[start of DATASET RECORDS]
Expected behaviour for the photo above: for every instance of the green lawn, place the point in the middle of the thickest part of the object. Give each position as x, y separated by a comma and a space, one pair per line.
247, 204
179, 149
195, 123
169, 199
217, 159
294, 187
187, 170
[end of DATASET RECORDS]
• THE REQUEST:
Copy the data above line for line, without changing a single character.

• TASK OUTPUT:
Expected behaviour for the photo above: for every instance of the green lawn, place the point in the middle of the thickest part of the object. Give each position as x, y separated by a comma and a space, one pair per line.
247, 204
179, 149
195, 123
169, 199
217, 159
294, 187
187, 170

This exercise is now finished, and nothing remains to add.